• _WRITTEN INSTRUCTION A_:
Reproduce the passage of the maximum battleships article that begins with the words containing "Senator Tillman had" and ends with "they could use.".
• _WRITTEN INSTRUCTION B_:
Shorten the paragraph of the maximum battleships article that starts "The only limits on the potential size" while keeping its main facts.
• _WRITTEN INSTRUCTION C_:
Write the next part of the maximum battleships article after its final sentence.

Maximum battleship
From Wikipedia, the free encyclopedia
This article or section includes a list of references or external links, but its sources remain unclear because it lacks in-text citations. You can improve this article by introducing more precise citations. |
This article needs additional citations for verification. Please help improve this article by adding reliable references. Unsourced material may be challenged and removed. (May 2008) |
The "maximum battleships," also known as the "Tillman Battleships" were a series of World War I-era design studies for extremely large battleships, prepared in late 1916 and early 1917 to the order of Senator "Pitchfork" Benjamin Tillman. The United States Navy was not interested in the designs at all, and only drew them up to win support from the Committee on Naval Affairs, on which Tillman sat. They were among the most spectacular battleship designs ever produced.
Senator Tillman had grown impatient with the Navy's requests for larger battleships every year as well as the Navy's habit of building battleships significantly larger than Congress authorized. He accordingly instructed the Navy to design "maximum battleships," the largest battleships that they could use.
The only limits on the potential size of an American battleship were the dimensions of the locks of the Panama Canal. The locks measure roughly 1000 feet by 110 feet, and so the "maximum battleships" were 975 feet (297 meters) long and 108 feet (33 meters) in beam. Harbor depths constrained draft to 32.75 feet (10 meters).

Records of labeled points:
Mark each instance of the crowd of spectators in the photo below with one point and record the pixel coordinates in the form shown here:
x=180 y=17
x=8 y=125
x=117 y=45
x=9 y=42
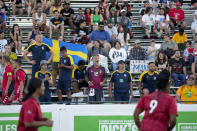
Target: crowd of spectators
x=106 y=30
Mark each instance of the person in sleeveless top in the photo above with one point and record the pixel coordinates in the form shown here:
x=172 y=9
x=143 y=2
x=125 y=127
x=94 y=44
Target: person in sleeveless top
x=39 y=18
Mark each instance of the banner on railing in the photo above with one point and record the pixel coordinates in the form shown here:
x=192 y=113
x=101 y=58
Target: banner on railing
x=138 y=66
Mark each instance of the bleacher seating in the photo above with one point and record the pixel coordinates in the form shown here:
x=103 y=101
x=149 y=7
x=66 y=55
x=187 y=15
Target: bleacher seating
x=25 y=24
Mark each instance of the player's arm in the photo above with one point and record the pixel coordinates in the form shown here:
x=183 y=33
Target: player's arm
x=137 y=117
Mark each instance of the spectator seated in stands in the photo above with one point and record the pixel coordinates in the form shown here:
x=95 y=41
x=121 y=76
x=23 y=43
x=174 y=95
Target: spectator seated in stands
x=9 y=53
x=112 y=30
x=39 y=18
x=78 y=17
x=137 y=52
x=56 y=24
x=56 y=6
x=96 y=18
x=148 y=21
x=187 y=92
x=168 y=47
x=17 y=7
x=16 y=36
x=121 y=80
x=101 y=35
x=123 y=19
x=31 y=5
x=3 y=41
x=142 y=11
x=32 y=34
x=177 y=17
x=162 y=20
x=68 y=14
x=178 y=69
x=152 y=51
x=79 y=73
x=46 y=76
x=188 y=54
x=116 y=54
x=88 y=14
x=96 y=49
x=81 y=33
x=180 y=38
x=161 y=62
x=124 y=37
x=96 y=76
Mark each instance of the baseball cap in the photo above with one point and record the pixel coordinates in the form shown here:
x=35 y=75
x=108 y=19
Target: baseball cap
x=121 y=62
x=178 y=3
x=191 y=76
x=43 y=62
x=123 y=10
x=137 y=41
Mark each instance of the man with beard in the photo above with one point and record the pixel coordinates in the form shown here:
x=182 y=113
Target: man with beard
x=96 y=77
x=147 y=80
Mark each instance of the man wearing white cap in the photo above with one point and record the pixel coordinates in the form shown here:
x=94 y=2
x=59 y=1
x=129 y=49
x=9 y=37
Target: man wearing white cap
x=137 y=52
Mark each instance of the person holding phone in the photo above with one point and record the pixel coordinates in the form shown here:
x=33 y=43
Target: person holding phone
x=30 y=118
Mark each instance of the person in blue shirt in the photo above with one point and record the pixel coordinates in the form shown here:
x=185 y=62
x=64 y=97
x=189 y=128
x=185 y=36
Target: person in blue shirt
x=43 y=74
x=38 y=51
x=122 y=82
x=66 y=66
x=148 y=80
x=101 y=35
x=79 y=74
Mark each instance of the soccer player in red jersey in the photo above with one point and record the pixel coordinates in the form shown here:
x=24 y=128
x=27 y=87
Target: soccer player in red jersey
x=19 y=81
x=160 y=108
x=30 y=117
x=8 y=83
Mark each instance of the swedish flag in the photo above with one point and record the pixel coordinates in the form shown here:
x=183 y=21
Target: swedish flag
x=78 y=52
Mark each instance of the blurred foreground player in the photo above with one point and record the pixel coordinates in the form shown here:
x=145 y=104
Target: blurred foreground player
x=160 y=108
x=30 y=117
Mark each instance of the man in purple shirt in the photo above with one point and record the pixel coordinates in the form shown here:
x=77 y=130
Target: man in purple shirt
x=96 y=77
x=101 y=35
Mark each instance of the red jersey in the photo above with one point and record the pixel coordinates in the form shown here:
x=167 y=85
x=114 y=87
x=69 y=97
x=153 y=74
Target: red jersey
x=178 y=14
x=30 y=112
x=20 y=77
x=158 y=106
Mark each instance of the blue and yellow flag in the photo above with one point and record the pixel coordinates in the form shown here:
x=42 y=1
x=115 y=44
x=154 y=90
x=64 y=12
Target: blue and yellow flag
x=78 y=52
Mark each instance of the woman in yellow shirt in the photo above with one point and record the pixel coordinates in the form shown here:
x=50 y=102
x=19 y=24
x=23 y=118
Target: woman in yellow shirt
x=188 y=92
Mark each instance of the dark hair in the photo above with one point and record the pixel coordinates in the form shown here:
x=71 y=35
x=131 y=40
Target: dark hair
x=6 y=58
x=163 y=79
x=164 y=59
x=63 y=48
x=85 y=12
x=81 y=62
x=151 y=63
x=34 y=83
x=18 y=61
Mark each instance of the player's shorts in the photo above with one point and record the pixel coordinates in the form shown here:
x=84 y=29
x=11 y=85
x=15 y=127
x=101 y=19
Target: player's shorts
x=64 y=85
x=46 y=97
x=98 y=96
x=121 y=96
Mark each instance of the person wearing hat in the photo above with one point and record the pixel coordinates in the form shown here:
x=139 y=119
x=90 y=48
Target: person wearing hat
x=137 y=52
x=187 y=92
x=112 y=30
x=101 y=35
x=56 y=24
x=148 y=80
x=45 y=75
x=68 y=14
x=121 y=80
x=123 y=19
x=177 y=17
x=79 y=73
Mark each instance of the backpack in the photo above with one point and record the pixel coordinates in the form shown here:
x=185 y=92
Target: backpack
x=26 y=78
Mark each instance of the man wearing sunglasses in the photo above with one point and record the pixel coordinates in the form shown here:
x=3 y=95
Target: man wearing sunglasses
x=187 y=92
* * *
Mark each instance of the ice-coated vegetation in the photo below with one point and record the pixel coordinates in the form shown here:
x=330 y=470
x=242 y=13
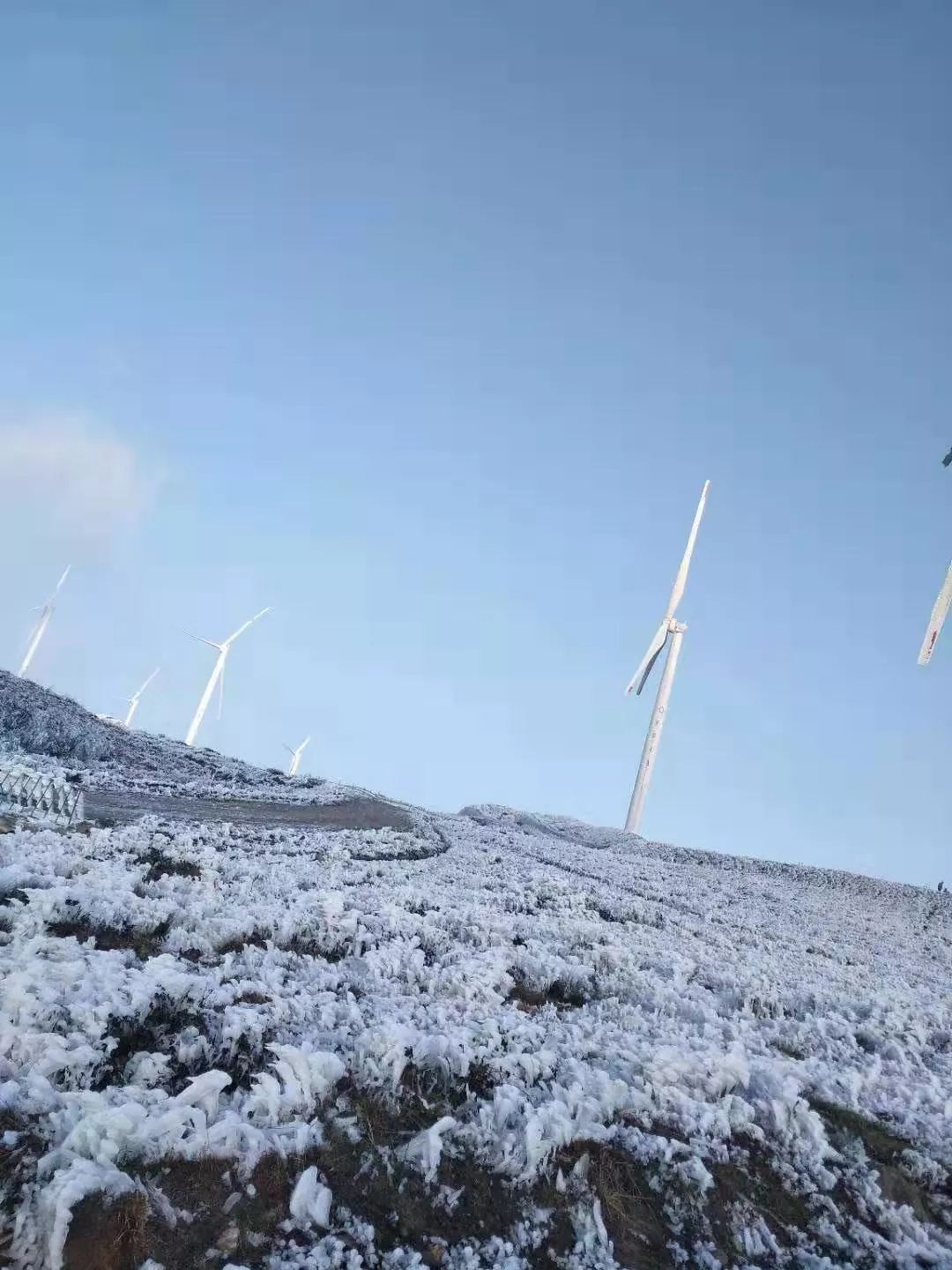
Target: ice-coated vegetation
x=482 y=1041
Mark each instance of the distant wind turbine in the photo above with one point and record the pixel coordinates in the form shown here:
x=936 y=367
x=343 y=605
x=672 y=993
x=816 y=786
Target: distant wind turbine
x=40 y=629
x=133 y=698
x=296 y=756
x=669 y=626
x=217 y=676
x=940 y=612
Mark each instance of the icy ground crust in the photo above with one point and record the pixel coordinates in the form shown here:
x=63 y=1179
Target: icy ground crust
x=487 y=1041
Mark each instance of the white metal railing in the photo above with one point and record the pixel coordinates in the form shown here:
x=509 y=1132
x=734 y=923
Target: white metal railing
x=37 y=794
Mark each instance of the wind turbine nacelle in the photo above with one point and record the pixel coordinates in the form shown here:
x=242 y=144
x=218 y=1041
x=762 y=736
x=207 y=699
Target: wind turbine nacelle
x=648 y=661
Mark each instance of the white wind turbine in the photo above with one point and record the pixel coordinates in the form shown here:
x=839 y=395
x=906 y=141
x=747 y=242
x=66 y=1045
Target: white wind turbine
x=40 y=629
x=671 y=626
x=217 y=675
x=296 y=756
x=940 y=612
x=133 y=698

• _ANSWER A_:
Senator Tillman had grown impatient with the Navy's requests for larger battleships every year as well as the Navy's habit of building battleships significantly larger than Congress authorized. He accordingly instructed the Navy to design "maximum battleships," the largest battleships that they could use.

• _ANSWER B_:
The Panama Canal's locks, roughly 1000 by 110 feet, were the only limit on an American battleship's size. The "maximum battleships" were therefore 975 feet (297 meters) long and 108 feet (33 meters) wide. Harbor depths held their draft to 32.75 feet (10 meters).

• _ANSWER C_:
Tillman's first request, in 1912-1913, was never completed, and though the studies it involved had some influence on the design of the Pennsylvania class of battleships, that class was essentially just an enlargement of the preceding Nevada class. In 1916, he repeated his request, and this time the Navy's Bureau of Construction and Repair produced a series of design studies, which again had some influence on the design of the next class of battleships, in this case the South Dakotas, an enlargement of the previous Colorado class.
After the first four design studies were complete, design IV was chosen for further development and three additional studies, IV-1, IV-2, and IV-3, were prepared. At the request of Secretary of the Navy Josephus Daniels, these designs used 18-inch guns instead of the 16-inch/50-calibers used in the earlier studies. The Navy decided that design IV-2 was the most practical (or perhaps the least impractical) and presented it to Congress early in 1917.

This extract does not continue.